### [PROVIDED PASSAGE]
BEGIN
Ornithodoros hermsi is a species of soft tick. It can be infected with Borrelia hermsii.

==Description==
Ornithodoros hermsi is a soft-bodied tick of the family Argasidae. It is one of the smallest ticks of the genus
Ornithodoros. Females are larger than the males. O. hermsi has a multihost lifecycle, and some females have been observed to live four years without any blood meals. They are parasites of rodents and other small mammals. The most favored host is the western chipmunk, Eutamias spp.

==Lifecycle==
As do all other species of ticks, O. hermsi begin as eggs, then larvae, then nymphs, to adult ticks. O. hermsi has two larval molts and three nymphal stages. The nymphal blood meals and the greater volume of blood intake will increase the development from nymphs to adults and decrease the number of nymphal stages.

==Distribution==
O. hermsi is found in the northwestern region of the United States, including Washington, Oregon, California, Idaho, Colorado, and even northern Arizona and New Mexico. Additionally, the species is found in southwest British Columbia, Canada.

The ticks are found in timbered regions and at high altitudes. Wood used for fuel and lumber are common locations, as are hollow pine logs, Douglas firs, and wooden cabins. O. hermsi has been found in the nests of birds and rodents.

==Medical and veterinary importance==
This species is a vector of Borrelia hermsii, which can cause tick-borne relapsing fever in humans. which are spread from O. hermsi to animals to humans or directly to humans. Unlike hard-bodied ticks, Ixodidae, O. hermsi feeds on a host for a short period ranging from 15 to 20 minutes. They often feed at night. The bites are not painful nor noticeable, which is dangerous as victims of the bite will not know they are affected until symptoms of TBRF appear. The a higher transmission of B. hermsii in late-stage nymphs and adult ticks is because they have larger blood meals, so longer feeding times.
END
### [WHAT YOU SHOULD DO]
Please answer from the passage on Ornithodoros hermsi: which animal is this tick's most favored host?

Data drawn from a collection
BEGIN
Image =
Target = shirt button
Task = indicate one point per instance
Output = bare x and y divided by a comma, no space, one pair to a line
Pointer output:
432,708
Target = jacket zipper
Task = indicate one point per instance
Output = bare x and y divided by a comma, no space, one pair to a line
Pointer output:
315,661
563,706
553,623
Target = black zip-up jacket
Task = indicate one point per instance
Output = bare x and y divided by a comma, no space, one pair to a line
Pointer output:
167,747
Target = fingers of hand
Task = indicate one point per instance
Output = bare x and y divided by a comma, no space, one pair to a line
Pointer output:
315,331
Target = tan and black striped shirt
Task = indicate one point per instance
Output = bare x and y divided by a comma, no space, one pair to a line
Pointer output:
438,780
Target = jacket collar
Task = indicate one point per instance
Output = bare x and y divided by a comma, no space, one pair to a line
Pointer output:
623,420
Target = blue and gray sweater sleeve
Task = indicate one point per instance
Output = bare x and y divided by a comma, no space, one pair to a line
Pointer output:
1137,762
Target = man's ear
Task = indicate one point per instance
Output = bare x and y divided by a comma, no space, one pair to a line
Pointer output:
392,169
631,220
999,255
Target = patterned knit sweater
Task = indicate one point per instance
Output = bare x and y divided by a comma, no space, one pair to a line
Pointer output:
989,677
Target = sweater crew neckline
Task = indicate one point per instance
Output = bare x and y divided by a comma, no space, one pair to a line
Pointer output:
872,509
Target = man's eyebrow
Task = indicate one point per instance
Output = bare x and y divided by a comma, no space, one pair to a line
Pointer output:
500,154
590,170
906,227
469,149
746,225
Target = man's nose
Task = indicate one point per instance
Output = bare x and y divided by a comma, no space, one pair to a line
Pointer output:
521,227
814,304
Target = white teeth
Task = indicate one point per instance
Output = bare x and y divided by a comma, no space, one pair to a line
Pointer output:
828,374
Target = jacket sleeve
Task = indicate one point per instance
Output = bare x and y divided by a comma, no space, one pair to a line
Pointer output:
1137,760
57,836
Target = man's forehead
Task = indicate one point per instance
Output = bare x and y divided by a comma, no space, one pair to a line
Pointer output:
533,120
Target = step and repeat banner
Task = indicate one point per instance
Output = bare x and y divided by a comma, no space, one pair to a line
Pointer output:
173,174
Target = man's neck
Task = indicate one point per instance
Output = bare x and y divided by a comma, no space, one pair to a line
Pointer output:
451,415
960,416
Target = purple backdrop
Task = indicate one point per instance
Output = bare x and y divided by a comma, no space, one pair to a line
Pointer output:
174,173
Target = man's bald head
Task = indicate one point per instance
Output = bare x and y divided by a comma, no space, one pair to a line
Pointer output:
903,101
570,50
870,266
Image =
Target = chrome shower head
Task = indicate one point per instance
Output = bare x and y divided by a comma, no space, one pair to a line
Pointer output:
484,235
END
### [OUTPUT OF THE TASK]
The western chipmunk, Eutamias spp.